Work request> Reproduce the entries in full, with no changes.

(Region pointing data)
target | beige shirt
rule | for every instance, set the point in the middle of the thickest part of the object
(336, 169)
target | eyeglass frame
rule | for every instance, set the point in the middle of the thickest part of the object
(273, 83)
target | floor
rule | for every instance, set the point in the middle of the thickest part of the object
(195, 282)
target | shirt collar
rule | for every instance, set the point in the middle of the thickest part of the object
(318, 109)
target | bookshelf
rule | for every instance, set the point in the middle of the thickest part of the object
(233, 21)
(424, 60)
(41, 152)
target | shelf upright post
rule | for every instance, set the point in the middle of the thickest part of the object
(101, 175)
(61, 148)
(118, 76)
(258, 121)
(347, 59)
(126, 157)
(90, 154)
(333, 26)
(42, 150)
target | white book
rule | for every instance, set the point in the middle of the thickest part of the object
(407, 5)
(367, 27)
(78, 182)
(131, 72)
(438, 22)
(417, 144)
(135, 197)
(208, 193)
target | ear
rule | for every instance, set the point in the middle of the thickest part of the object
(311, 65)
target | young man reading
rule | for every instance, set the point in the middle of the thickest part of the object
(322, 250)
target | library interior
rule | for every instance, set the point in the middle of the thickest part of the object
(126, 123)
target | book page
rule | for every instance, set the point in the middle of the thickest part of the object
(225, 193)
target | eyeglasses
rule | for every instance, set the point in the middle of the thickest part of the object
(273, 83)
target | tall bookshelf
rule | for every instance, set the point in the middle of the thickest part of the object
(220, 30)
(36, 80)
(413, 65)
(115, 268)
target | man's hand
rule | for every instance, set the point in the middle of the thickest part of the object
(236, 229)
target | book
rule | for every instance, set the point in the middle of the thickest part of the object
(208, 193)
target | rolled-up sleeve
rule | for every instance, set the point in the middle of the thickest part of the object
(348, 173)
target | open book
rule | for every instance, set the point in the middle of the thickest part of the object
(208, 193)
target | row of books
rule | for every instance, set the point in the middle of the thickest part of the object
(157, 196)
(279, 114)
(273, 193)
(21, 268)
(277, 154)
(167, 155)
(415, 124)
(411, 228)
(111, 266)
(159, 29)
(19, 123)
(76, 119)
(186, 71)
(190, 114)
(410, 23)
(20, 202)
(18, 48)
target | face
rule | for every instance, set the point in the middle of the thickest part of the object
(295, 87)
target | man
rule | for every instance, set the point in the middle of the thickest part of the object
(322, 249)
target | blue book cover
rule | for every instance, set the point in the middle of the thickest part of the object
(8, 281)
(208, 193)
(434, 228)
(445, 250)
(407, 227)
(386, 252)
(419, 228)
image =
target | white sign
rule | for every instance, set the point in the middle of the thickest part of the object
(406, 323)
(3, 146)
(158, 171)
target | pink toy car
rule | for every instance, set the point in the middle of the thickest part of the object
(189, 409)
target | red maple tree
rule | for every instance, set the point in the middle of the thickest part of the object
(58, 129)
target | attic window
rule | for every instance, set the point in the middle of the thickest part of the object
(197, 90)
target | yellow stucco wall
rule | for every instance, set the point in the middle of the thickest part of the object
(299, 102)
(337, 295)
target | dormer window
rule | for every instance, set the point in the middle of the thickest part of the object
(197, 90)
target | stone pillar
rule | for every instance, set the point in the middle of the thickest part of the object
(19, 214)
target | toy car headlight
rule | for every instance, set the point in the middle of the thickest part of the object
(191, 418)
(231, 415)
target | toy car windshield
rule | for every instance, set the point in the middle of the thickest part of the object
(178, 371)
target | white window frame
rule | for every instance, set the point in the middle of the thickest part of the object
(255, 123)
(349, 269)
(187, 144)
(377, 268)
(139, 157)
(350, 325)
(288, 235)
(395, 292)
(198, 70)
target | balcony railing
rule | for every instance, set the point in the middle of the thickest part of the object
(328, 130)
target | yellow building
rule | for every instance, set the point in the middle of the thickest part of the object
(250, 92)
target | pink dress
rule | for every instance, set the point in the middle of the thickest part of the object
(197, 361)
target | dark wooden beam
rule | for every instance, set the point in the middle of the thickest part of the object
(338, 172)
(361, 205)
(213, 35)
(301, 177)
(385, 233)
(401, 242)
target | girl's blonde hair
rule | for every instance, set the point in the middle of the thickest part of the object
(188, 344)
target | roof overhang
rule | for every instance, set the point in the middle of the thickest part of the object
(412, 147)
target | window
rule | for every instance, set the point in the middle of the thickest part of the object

Written response>
target | beige shirt
rule | for every instance, set the point in the middle of the thickest part of the object
(336, 169)
target | eyeglass frame
rule | for every instance, set the point in the middle of the thickest part of the object
(273, 83)
target | floor
rule | for every instance, set the point in the middle of the thickest part of the object
(195, 282)
target | shirt collar
rule | for every instance, set the point in the middle of the thickest part of the object
(318, 109)
target | bookshelf
rule | for every instance, set the point in the middle of the thickest part of the object
(233, 21)
(424, 60)
(41, 152)
target | shelf upright post
rule | for every instance, set the point in the middle of the thickest part of the object
(101, 175)
(61, 148)
(118, 76)
(258, 121)
(347, 59)
(126, 157)
(90, 154)
(333, 26)
(42, 150)
target | white book
rule | for every instance, set the point in the middle of the thickest part of the object
(407, 5)
(367, 27)
(78, 182)
(131, 72)
(438, 22)
(417, 144)
(135, 197)
(208, 193)
target | ear
rule | for every instance, set the point in the middle of the thickest part of the object
(311, 65)
target | young man reading
rule | for every instance, set the point in the middle of the thickest part of the object
(322, 250)
target | library interior
rule | for every instance, set the point in the middle of the thickest part of the object
(126, 123)
target | book page
rule | for every instance, set the point in the middle of the thickest part of the object
(225, 193)
target | eyeglasses
rule | for every instance, set the point in the middle of the thickest part of the object
(273, 83)
target | tall bookshelf
rule | for every instance, set the point in the middle of the thickest part of the object
(220, 30)
(36, 80)
(413, 65)
(115, 268)
target | man's hand
rule | for every instance, set the point in the middle of the thickest part of the object
(236, 229)
target | book
rule | for every instance, set the point in the middle of the thickest part of the object
(208, 193)
target | rolled-up sleeve
rule | for every instance, set the point in the middle of the thickest part of the object
(348, 173)
target | open book
rule | for every instance, set the point in the middle of the thickest part of the object
(208, 193)
target | row of books
rule | for every instance, set the point in the middle of the thickest part of the object
(157, 196)
(279, 114)
(273, 193)
(21, 268)
(277, 154)
(167, 155)
(415, 124)
(411, 228)
(111, 266)
(159, 29)
(19, 123)
(76, 119)
(186, 71)
(190, 114)
(410, 23)
(20, 202)
(18, 48)
target | face
rule | for every instance, set the point in the middle of the thickest part of the object
(295, 87)
target | man
rule | for every instance, set the point in the middle of the thickest part of the object
(322, 249)
target | blue book cover
rule | for every instance, set the point in the middle of the thickest part of the object
(8, 281)
(208, 193)
(434, 228)
(445, 250)
(407, 227)
(386, 252)
(419, 228)
image =
target | white sign
rule | for every instance, set the point in the middle of the thickest part of the object
(406, 323)
(3, 146)
(158, 171)
target | pink toy car
rule | for every instance, set the point in the middle of the thickest part of the object
(189, 409)
target | red maple tree
rule | for every instance, set the point in the middle of the thickest part of the object
(58, 129)
target | attic window
rule | for every instance, set the point in the middle of the thickest part of the object
(197, 90)
target | yellow stucco wall
rule | for every instance, set the point in the middle of the thickest part of the object
(299, 102)
(337, 295)
target | dormer window
rule | for every instance, set the point in the middle of the thickest part of the object
(197, 90)
target | stone pillar
rule | for every instance, set the point in the middle of the thickest part of the object
(19, 214)
target | toy car headlight
rule | for every instance, set the point in the middle of the thickest part of the object
(191, 418)
(231, 415)
target | toy car windshield
rule | for every instance, set the point in the middle of the thickest part of the object
(178, 371)
target | white window frame
rule | for every instance, set the point in the middle of the thickest part of the object
(255, 123)
(349, 269)
(187, 144)
(377, 268)
(139, 157)
(350, 325)
(288, 235)
(395, 292)
(198, 70)
target | balcony railing
rule | for every instance, set the point in the middle of the thickest part of the object
(328, 130)
target | yellow building
rule | for every instance, set the point in the middle of the thickest part of the object
(250, 92)
target | pink dress
rule | for every instance, set the point in the middle of the thickest part of the object
(197, 361)
target | dark wooden beam
rule | for every instance, set the point in the middle of the thickest part of the object
(338, 172)
(361, 205)
(213, 35)
(301, 177)
(385, 233)
(401, 242)
target | girl's blonde hair
rule | for every instance, set the point in the middle of the thickest part of the object
(188, 344)
target | roof overhang
rule | for every instance, set the point in the middle of the thickest part of the object
(412, 147)
target | window
rule | for every instance, set the point in the middle of the thickest part of the object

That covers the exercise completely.